Could you copy the material below, substituting "Label:" for "Target:" everywhere and changing nothing else? Leave the pictures out of your copy.
--- Start ENTRIES ---
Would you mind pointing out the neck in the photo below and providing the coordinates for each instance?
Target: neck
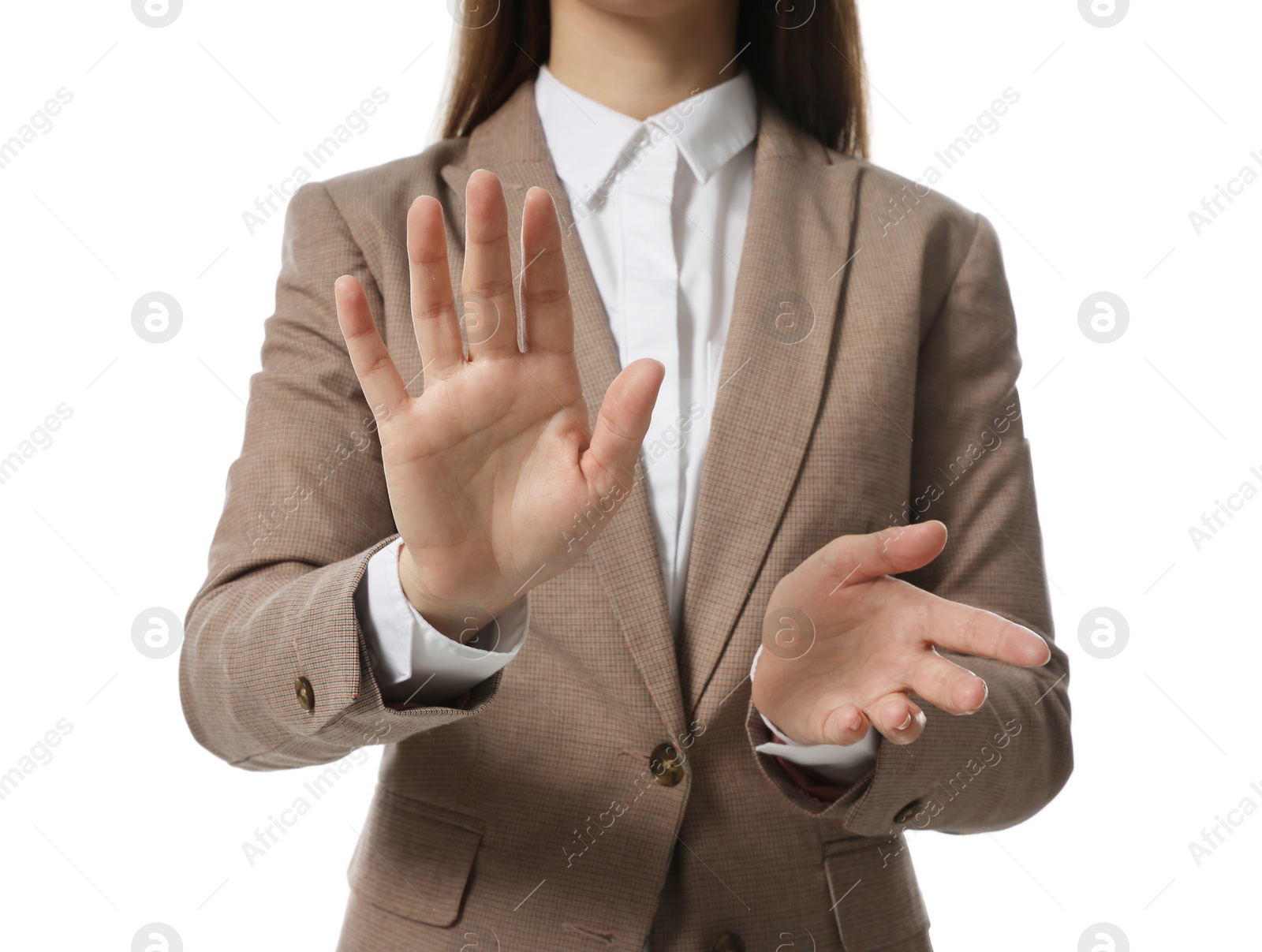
(643, 63)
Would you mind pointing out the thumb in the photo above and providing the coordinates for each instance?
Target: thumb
(890, 552)
(620, 427)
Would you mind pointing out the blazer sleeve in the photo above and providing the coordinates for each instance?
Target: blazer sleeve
(971, 469)
(274, 670)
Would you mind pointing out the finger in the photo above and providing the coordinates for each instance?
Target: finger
(984, 634)
(433, 306)
(948, 686)
(610, 460)
(846, 725)
(383, 386)
(898, 718)
(851, 559)
(549, 323)
(490, 307)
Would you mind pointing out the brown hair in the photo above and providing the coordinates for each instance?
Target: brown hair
(812, 69)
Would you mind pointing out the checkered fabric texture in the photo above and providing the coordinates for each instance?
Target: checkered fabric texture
(527, 819)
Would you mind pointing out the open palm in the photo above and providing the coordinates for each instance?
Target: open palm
(495, 483)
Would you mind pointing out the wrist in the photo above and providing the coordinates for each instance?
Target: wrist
(457, 620)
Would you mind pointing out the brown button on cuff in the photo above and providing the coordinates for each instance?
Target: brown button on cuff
(666, 765)
(306, 693)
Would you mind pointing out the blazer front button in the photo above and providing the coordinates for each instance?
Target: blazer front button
(306, 693)
(666, 765)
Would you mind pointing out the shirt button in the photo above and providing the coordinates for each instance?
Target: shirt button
(666, 765)
(306, 693)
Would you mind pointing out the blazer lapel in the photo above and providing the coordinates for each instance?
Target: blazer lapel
(511, 144)
(775, 368)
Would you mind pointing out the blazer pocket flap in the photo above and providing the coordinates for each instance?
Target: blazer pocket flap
(414, 857)
(876, 901)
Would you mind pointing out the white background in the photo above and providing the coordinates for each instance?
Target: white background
(174, 133)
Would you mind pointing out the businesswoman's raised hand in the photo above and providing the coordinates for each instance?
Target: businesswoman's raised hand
(845, 644)
(490, 466)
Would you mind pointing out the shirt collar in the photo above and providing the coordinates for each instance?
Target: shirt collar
(588, 140)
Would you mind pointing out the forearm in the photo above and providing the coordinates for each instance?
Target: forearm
(250, 640)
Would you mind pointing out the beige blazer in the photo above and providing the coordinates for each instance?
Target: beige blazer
(868, 375)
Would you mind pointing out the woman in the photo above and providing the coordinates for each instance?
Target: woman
(644, 676)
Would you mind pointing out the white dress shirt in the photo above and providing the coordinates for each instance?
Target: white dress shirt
(662, 207)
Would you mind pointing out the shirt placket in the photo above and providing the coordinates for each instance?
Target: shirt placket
(650, 315)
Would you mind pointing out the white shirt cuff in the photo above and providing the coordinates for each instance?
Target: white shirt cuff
(416, 664)
(834, 763)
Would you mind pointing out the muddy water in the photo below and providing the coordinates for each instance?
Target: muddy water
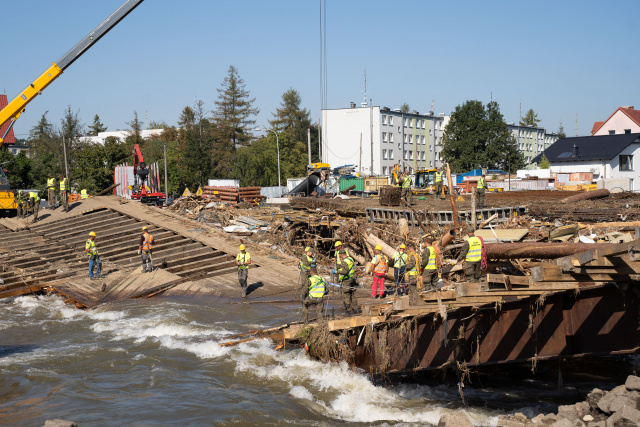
(157, 363)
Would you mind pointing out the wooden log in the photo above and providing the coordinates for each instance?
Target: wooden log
(589, 195)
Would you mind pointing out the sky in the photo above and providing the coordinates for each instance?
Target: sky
(566, 60)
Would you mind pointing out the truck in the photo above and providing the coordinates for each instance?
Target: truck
(17, 106)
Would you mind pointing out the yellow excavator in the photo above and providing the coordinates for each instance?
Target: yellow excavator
(16, 107)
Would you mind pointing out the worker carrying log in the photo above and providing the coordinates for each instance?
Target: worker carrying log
(145, 249)
(307, 261)
(316, 289)
(380, 264)
(399, 263)
(64, 199)
(480, 189)
(472, 254)
(412, 273)
(429, 266)
(34, 204)
(347, 277)
(94, 258)
(51, 192)
(243, 260)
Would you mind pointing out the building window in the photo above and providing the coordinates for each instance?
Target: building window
(626, 162)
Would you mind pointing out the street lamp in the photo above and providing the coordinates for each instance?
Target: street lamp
(277, 148)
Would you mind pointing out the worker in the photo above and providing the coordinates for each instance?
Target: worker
(94, 258)
(399, 262)
(380, 265)
(412, 271)
(429, 266)
(480, 189)
(21, 202)
(316, 288)
(307, 261)
(347, 277)
(437, 179)
(51, 192)
(243, 260)
(64, 201)
(34, 204)
(406, 188)
(472, 254)
(144, 250)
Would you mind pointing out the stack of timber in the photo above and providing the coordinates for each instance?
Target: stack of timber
(390, 195)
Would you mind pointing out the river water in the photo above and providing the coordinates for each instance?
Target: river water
(157, 362)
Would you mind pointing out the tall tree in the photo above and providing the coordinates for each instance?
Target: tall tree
(96, 127)
(233, 119)
(530, 119)
(477, 136)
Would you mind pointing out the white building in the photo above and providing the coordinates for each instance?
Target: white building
(606, 156)
(376, 138)
(120, 135)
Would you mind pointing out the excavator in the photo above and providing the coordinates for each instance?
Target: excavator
(16, 107)
(139, 190)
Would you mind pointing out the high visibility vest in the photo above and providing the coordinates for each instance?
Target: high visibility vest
(475, 249)
(431, 264)
(415, 271)
(310, 260)
(147, 244)
(352, 269)
(243, 258)
(379, 264)
(90, 244)
(317, 287)
(399, 259)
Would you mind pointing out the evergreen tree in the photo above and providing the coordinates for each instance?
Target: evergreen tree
(233, 120)
(96, 127)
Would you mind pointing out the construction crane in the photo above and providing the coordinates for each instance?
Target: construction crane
(17, 106)
(139, 190)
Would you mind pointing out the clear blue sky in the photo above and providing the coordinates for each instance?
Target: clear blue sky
(560, 58)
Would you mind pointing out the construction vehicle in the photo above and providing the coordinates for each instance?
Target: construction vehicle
(16, 107)
(139, 190)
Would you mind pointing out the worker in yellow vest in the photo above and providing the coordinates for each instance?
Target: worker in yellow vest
(480, 189)
(316, 288)
(34, 204)
(51, 192)
(472, 254)
(243, 260)
(145, 249)
(64, 200)
(429, 266)
(437, 180)
(94, 258)
(380, 265)
(412, 271)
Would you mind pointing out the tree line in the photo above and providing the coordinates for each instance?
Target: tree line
(222, 143)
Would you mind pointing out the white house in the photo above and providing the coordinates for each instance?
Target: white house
(623, 120)
(607, 156)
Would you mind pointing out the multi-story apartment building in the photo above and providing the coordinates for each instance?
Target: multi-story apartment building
(376, 138)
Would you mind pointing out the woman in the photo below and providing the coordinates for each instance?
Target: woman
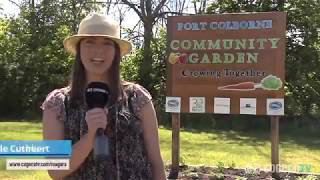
(129, 118)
--- End ENTRIES ---
■ FINAL ANSWER
Would you mind pointing out the neck in the photo below and providing the coordinates for each instance?
Label: neck
(643, 63)
Would you mind pointing out the thumb in the photo above and providing the coordinates for each instance?
Label: thumb
(890, 552)
(620, 427)
Would you mind pointing out the blazer sleeve in the photo above and providing the coordinates for each instance?
Label: blazer sleeve
(971, 469)
(274, 670)
Would you mind pointing out the finger in the photo above and providing the coordinates for each instance?
Label: finger
(984, 634)
(433, 306)
(948, 686)
(610, 460)
(846, 725)
(383, 386)
(898, 718)
(851, 559)
(549, 323)
(490, 307)
Would you mind pointing out the brown hair in the photo above and providing the coordinates for each instance?
Label: brown hair
(812, 69)
Would you mind pointing out the checkered fabric texture in the photo above and providing the coordinates for each instance?
Label: checkered fabric texture
(527, 819)
Would you mind pointing out the open palm in the photo above and providing the coordinates for each instance?
Label: open palm
(495, 483)
Would you mind pointing out the wrist in the photo above and providing the coordinates for each instance?
Label: wrist
(457, 620)
Would you mind pointing out the brown button on cuff in the photo above and providing the coordinates for each instance?
Label: brown button on cuff
(666, 765)
(306, 693)
Would you mind pointing out the blazer front button in the photo above and providing the coordinates for each instance?
Label: blazer front button
(306, 693)
(666, 765)
Would you mind pointing out the shirt button in the photo above and providing the coordinates for each instance?
Label: shirt button
(666, 765)
(306, 693)
Would you mind pointing out the blazer lapel in the photo above and providing the coordinates for each instance?
Label: blazer lapel
(511, 144)
(775, 368)
Would you mind pointing out the blazer pocket flap in the photo above and providing the coordinates for each instance?
Label: blazer pocket flap
(414, 857)
(876, 901)
Would you mind pointing out the white background in the photo above and providing the coordinates for each instance?
Label: white background
(174, 133)
Would you mind pointing out the businesswoman's raised hand in the photo above and providing the coordinates for each instance?
Label: businesswoman's raised hand
(845, 644)
(490, 466)
Would you mind pointing out the shirt collar in the photo above and providing the coordinates for each instance?
Label: shirt collar
(588, 140)
Would you mind pointing out the forearm in the photo above and providing the coordinates for each instance?
Label: forearm
(250, 640)
Would you mind pointing out the beige blazer in the photo above and providing the coordinates for each instance?
Label: beige blazer
(868, 375)
Would you mind pointing out the woman in the photo above and providing the coordinates for each instance?
Label: woman
(644, 676)
Would you mind pointing out the white dress shirt in the photo above and providing the coordinates for each instance?
Label: white dress shirt
(662, 207)
Would you mind pointing out the shirt placket in the photo above and providing the coordinates for each instance?
Label: shirt placket
(650, 315)
Would you mind pointing out the white shirt cuff in the photo above and providing the coordinates for each instance?
Label: white shirt cuff
(416, 664)
(834, 763)
Would you mind pointing out the muddy water in the photo below and providing the coordinates for each instance?
Label: muddy water
(157, 363)
Would you mind pointing out the wooden log in the photo above and providing the coordinates for each instance?
Label: wooden log
(589, 195)
Would you mind pointing out the sky in the photo above and providing the coordinates for each instance?
Label: sky
(566, 60)
Would you mind pointing out the truck in the photo above and providing the coordinates for each instance?
Label: truck
(17, 106)
Would you mind pointing out the yellow excavator in the photo above and providing the coordinates for each instance?
Label: yellow excavator
(16, 107)
Would you mind pointing out the worker carrying log in the photo above and providing the coordinates for each instance?
Label: worker carrying log
(145, 249)
(307, 261)
(316, 289)
(380, 264)
(399, 263)
(64, 199)
(480, 189)
(472, 254)
(412, 273)
(429, 266)
(34, 204)
(347, 277)
(94, 258)
(51, 192)
(243, 260)
Would you mind pointing out the building window in the photo above and providing the coordinates for each instance?
Label: building window
(626, 162)
Would you mind pointing out the street lamp in the photo above and providing the coordinates for each instance?
Label: street lamp
(277, 148)
Would you mind pointing out the worker in the photo above and providing the coordinates for each instance?
Label: worker
(94, 258)
(399, 262)
(380, 265)
(412, 271)
(429, 266)
(480, 189)
(21, 202)
(316, 288)
(307, 261)
(347, 277)
(437, 179)
(51, 192)
(243, 260)
(64, 201)
(34, 204)
(406, 188)
(472, 254)
(144, 250)
Would you mind pointing out the stack of timber in the photo above and providing the coordinates for each instance?
Label: stack of timber
(390, 195)
Would you mind pointing out the river water in the photo above and providing the coordinates for each instance?
Label: river water
(157, 362)
Would you mind pointing out the tall tree in the photo above and providing the coordinates for each instance?
Label: tall tree
(96, 127)
(233, 119)
(530, 119)
(477, 136)
Would you mind pointing out the white building in the photo above and providing the coordinates for each instance?
Label: white building
(606, 156)
(376, 138)
(120, 135)
Would you mind pointing out the excavator in the photo above and providing the coordinates for each instance?
Label: excavator
(16, 107)
(139, 190)
Would you mind pointing out the high visibility vest in the photo above and providing the coordinates for each instance?
Label: high visibility vest
(475, 249)
(431, 264)
(415, 271)
(310, 260)
(147, 244)
(352, 269)
(243, 258)
(379, 264)
(90, 244)
(317, 287)
(399, 259)
Would you mind pointing out the evergreen tree in the photo above and providing the coordinates for each instance?
Label: evergreen tree
(233, 120)
(96, 127)
Would you mind pointing out the construction crane in the photo above and providing the coordinates for each instance?
Label: construction crane
(17, 106)
(139, 190)
Would you mind pointing out the clear blue sky in the photo above and providing the coordinates for each instance?
Label: clear blue sky
(560, 58)
Would you mind pointing out the construction vehicle in the photo above and providing the coordinates for each instance?
Label: construction vehicle
(16, 107)
(139, 190)
Would you mind pointing out the worker in yellow vest in the photo above and providing the coordinates for each instance?
Label: worker in yellow vest
(480, 189)
(316, 288)
(34, 204)
(51, 192)
(472, 254)
(243, 260)
(145, 249)
(64, 200)
(429, 266)
(437, 180)
(94, 258)
(380, 265)
(412, 271)
Would you mind pointing out the tree line in the photo above and providing the coordinates for each instance?
Label: tree line
(222, 143)
Would you mind pointing out the white house in the photo above and providing the coordinates for each instance?
Label: white house
(623, 120)
(607, 156)
Would you mind pointing out the multi-story apartment building in the photo above and providing the coordinates for each instance?
Label: multi-story apartment building
(376, 138)
Would you mind pointing out the woman in the photo below and providing the coordinates for each instance?
Label: woman
(129, 118)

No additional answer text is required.